== Stored records

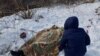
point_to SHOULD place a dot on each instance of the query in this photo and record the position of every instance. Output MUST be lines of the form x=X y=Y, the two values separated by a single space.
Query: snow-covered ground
x=12 y=26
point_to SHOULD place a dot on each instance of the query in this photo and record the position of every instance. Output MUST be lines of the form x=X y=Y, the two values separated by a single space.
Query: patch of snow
x=12 y=26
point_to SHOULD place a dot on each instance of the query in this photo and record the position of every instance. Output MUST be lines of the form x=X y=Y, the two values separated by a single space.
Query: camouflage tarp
x=45 y=43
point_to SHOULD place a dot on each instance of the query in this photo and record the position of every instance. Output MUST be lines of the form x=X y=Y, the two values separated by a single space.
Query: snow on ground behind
x=12 y=26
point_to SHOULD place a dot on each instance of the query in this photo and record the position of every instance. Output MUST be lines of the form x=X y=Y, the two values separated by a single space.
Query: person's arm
x=62 y=44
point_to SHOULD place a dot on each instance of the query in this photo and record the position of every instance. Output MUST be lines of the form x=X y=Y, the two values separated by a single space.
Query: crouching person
x=75 y=39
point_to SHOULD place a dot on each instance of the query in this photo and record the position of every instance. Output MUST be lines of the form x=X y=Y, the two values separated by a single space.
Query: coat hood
x=71 y=23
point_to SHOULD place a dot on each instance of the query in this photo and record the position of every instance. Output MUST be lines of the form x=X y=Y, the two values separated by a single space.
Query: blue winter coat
x=74 y=40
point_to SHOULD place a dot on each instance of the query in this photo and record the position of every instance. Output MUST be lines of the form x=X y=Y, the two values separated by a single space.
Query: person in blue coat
x=75 y=39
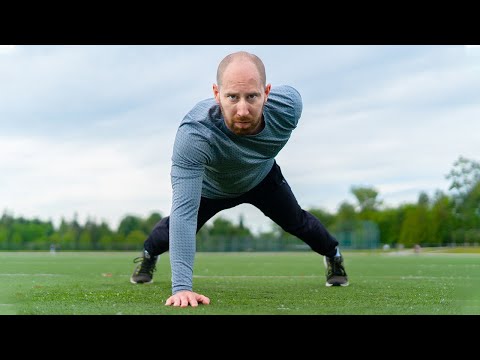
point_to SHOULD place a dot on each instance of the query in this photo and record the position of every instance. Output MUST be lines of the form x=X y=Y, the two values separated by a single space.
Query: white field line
x=20 y=274
x=410 y=277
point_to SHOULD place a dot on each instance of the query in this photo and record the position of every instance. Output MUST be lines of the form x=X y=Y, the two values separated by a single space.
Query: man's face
x=242 y=97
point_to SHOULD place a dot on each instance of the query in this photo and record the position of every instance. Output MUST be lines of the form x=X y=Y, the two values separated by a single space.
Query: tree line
x=444 y=219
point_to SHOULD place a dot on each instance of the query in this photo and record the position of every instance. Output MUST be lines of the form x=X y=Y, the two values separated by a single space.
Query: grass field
x=433 y=282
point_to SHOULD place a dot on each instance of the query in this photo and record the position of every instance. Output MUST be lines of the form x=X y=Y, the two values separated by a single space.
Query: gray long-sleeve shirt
x=209 y=160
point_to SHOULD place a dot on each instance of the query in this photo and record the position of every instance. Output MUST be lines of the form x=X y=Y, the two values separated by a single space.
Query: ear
x=216 y=93
x=267 y=91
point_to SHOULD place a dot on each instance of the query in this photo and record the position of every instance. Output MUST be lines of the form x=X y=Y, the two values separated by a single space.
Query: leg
x=274 y=197
x=157 y=241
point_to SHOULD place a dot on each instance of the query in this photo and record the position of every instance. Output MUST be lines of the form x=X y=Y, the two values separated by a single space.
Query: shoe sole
x=136 y=282
x=327 y=284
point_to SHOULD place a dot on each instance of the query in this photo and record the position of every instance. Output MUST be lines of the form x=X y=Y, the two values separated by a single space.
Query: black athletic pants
x=274 y=197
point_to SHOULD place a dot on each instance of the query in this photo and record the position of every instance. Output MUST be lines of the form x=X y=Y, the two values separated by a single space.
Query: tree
x=366 y=197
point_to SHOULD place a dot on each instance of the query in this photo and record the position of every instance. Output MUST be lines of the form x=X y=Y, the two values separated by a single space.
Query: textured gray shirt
x=209 y=160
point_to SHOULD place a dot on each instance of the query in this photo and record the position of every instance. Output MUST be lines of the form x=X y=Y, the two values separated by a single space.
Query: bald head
x=239 y=57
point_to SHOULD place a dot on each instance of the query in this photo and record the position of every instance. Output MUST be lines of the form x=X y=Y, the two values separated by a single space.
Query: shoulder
x=285 y=100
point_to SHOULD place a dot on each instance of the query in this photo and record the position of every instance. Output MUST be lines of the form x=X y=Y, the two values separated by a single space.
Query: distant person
x=224 y=155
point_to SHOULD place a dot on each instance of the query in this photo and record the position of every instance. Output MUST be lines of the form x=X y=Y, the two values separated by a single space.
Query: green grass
x=385 y=283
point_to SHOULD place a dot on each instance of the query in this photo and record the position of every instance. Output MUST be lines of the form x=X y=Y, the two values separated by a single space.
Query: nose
x=242 y=108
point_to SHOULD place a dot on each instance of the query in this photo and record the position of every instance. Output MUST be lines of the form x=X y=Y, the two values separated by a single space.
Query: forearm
x=183 y=225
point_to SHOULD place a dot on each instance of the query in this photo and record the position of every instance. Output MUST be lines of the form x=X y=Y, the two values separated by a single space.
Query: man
x=223 y=156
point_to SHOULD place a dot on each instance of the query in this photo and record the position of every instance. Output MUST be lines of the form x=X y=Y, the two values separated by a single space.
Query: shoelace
x=148 y=266
x=337 y=268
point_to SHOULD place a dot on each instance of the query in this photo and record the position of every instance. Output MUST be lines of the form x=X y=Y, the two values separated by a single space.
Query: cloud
x=90 y=129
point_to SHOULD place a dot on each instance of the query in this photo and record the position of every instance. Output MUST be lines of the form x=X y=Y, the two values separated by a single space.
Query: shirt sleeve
x=190 y=155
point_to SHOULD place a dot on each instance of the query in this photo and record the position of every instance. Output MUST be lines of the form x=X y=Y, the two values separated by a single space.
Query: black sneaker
x=336 y=274
x=143 y=273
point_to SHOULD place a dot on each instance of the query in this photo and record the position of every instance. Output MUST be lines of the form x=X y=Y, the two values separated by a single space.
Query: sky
x=87 y=132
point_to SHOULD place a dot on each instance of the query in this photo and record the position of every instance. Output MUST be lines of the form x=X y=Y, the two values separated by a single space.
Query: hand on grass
x=185 y=298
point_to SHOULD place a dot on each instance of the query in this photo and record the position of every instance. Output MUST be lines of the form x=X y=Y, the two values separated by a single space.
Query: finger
x=184 y=301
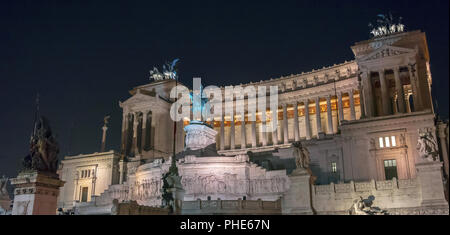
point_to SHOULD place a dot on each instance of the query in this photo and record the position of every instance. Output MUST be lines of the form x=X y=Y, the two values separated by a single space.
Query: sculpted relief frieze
x=229 y=184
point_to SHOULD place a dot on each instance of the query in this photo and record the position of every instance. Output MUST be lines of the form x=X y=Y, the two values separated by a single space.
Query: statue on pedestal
x=427 y=145
x=301 y=156
x=3 y=191
x=44 y=149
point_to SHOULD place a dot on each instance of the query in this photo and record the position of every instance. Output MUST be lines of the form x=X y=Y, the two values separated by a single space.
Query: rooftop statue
x=386 y=25
x=44 y=149
x=169 y=71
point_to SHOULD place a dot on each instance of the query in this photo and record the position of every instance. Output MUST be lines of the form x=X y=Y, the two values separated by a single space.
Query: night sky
x=83 y=57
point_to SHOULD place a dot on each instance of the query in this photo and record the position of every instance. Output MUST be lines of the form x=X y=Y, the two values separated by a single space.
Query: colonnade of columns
x=137 y=132
x=228 y=138
x=397 y=102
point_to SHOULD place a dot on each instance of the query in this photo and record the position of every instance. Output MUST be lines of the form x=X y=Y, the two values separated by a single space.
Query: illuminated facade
x=360 y=120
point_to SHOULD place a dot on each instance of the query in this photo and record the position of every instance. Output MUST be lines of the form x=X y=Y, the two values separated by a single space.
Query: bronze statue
x=44 y=149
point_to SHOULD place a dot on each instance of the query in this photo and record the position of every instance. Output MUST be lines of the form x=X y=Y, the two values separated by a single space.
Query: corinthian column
x=368 y=94
x=352 y=105
x=222 y=132
x=329 y=116
x=254 y=144
x=232 y=133
x=285 y=124
x=385 y=101
x=340 y=107
x=274 y=124
x=124 y=132
x=144 y=130
x=399 y=89
x=318 y=119
x=243 y=136
x=296 y=128
x=263 y=127
x=307 y=122
x=135 y=125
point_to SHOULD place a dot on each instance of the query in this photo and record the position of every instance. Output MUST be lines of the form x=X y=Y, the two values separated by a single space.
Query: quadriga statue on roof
x=44 y=149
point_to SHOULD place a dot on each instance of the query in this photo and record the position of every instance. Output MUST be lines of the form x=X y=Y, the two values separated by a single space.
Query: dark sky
x=82 y=57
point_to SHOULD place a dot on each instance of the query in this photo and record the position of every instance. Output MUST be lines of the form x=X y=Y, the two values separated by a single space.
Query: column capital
x=381 y=71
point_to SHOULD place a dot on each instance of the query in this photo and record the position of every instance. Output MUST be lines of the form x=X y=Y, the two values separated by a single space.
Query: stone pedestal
x=35 y=193
x=297 y=200
x=429 y=176
x=178 y=195
x=5 y=205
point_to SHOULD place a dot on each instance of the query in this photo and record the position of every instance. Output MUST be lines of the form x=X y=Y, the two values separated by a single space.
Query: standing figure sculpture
x=301 y=156
x=43 y=149
x=3 y=191
x=427 y=146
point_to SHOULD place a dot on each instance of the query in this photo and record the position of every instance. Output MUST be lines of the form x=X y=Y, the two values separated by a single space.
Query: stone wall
x=235 y=207
x=395 y=196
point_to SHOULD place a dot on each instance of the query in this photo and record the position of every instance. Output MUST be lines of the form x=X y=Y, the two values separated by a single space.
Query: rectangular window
x=390 y=169
x=381 y=142
x=333 y=167
x=84 y=192
x=393 y=142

====

What is needed:
Which lines of the items above contain the string "snow", matching uppercase and lowercase exactly? Copy out every one of them.

Written answer:
Query: snow-covered ground
Query: patch of snow
Query: snow on ground behind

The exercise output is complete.